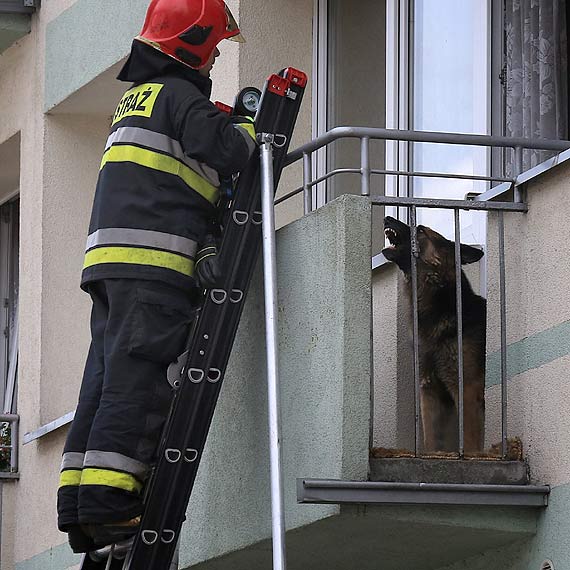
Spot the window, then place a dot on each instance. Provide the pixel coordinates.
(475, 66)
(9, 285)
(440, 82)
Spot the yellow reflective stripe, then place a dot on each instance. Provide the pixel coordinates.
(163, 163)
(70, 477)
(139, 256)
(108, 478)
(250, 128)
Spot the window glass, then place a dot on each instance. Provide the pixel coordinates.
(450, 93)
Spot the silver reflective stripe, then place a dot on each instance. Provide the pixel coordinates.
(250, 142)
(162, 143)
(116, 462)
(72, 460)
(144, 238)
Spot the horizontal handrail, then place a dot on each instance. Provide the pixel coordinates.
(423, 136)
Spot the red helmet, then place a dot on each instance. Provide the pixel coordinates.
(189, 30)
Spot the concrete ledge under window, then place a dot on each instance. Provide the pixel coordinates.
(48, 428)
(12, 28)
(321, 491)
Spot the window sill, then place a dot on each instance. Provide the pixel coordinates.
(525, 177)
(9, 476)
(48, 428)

(To be done)
Copy every line of the records above word for word, leaving out the pictures.

(Response below)
Spot the window, then place a dot on each instance. Provide the pixel coordinates.
(475, 66)
(9, 285)
(440, 82)
Spot the yellow reflective stripe, then place a dot on each instance. Provide the pixel coordinates.
(163, 163)
(70, 477)
(139, 256)
(108, 478)
(250, 128)
Spot the window glass, then place a dot on each instance. Provide the pixel coordinates.
(450, 93)
Spot the silver reflective stripe, then place a dot on each instance. Provide the pixel coordinates.
(250, 142)
(162, 143)
(116, 462)
(72, 460)
(144, 238)
Spot the horizontal handrail, then place a dot on each instance. Provide the pixel coordinates.
(423, 136)
Spot the red helmet, then place a dot on each instance. Provide the pixel coordinates.
(189, 30)
Spot the concrete ledge under window, then place a dot on each instance. Provide the pixel coordinates.
(48, 428)
(12, 28)
(321, 491)
Spot the window sill, then place a dot on each instance. Provide the pixel coordinates.
(525, 177)
(9, 476)
(48, 428)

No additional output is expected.